> TASK DESCRIPTION: Please write out the lines below word for word, starting with the line that contains "If you could pick out the man's forearm" and stopping after the line that contains "If you could pick out the short".

**** PROVIDED MATERIAL ****

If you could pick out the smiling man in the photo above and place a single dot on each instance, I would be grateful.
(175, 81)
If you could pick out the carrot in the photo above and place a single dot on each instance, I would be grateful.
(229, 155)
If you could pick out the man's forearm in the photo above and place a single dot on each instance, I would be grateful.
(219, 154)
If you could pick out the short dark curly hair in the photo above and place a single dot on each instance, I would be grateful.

****
**** PROVIDED MATERIAL ****

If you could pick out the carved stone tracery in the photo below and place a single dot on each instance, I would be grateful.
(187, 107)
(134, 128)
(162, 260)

****
**** PROVIDED MATERIAL ****

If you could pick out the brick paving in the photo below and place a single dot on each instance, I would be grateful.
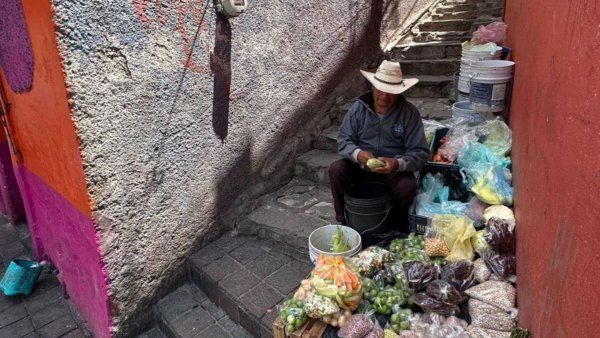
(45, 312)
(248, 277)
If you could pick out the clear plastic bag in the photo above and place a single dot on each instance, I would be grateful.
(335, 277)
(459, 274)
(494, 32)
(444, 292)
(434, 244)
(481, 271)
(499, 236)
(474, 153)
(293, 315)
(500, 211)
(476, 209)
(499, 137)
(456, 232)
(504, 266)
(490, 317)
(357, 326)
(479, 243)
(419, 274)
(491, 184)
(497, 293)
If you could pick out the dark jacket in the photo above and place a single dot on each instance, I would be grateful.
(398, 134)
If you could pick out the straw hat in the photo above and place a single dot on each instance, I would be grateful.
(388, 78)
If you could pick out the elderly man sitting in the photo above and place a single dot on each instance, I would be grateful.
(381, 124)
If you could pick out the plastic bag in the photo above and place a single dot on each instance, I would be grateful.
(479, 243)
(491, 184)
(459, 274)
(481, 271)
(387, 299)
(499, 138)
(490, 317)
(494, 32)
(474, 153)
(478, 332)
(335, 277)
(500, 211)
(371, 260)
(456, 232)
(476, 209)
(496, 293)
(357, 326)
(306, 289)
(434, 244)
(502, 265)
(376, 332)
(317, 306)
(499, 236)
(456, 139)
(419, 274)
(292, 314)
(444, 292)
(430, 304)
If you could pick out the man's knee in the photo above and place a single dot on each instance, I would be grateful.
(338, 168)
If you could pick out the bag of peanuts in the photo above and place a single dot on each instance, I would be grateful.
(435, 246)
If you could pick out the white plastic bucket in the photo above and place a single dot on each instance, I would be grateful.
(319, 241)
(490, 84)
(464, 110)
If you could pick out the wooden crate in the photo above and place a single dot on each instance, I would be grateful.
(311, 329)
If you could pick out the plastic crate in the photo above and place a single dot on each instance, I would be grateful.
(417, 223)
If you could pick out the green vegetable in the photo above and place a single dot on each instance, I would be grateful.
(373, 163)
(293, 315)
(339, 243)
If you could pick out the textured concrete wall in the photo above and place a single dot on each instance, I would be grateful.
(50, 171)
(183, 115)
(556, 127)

****

> SOLUTION TO THIS EXERCISE:
If you could pick out the man's forearm in the photo above and place a single dot on each instance, I would be grateful.
(219, 154)
If you could pick out the short dark curly hair in the photo above and place a single dot on each instance, I would be grateful.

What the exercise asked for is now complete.